══ 처리할 자료

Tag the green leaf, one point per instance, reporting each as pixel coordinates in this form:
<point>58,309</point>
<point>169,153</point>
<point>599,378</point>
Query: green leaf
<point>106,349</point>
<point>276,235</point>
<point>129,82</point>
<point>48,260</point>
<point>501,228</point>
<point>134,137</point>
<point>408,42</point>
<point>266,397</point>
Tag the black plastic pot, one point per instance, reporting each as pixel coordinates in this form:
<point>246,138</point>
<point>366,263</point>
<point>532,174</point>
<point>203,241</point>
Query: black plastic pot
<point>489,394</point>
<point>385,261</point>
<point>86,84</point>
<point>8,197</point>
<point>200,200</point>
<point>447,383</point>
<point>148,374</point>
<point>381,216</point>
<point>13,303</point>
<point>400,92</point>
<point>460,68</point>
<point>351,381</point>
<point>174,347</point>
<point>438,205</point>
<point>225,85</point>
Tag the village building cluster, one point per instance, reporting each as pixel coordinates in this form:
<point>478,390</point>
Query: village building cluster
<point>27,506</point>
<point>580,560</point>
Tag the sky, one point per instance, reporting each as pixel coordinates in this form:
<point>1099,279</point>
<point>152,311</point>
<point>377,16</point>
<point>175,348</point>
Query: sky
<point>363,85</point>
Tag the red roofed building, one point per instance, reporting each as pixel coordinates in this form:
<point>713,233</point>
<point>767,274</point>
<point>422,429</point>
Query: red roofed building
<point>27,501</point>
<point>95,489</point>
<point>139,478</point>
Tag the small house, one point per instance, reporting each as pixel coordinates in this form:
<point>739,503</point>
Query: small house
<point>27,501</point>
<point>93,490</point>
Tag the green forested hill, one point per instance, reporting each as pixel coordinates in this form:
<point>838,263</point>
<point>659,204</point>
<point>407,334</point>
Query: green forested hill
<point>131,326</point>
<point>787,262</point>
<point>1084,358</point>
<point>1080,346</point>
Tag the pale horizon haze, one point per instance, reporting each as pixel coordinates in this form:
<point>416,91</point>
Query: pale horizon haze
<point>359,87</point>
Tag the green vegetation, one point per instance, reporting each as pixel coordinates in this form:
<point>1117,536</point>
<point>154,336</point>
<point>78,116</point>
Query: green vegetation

════

할 일:
위 목록에서 "Tag the pale" 문구가 들어 있는 줄부터 목록의 마지막 줄까지, 두 줄을 모두 포함해 한 글자도 바꾸지 말고 다시 옮겨 적으세요.

연습 답안:
Tag the pale horizon haze, one point per instance, reporting each as pixel coordinates in this form:
<point>416,91</point>
Query: pale horizon haze
<point>359,87</point>
Tag the green vegetation, one point per instance, reporting each as pixel coordinates in this form:
<point>1117,536</point>
<point>154,336</point>
<point>78,116</point>
Query: green vegetation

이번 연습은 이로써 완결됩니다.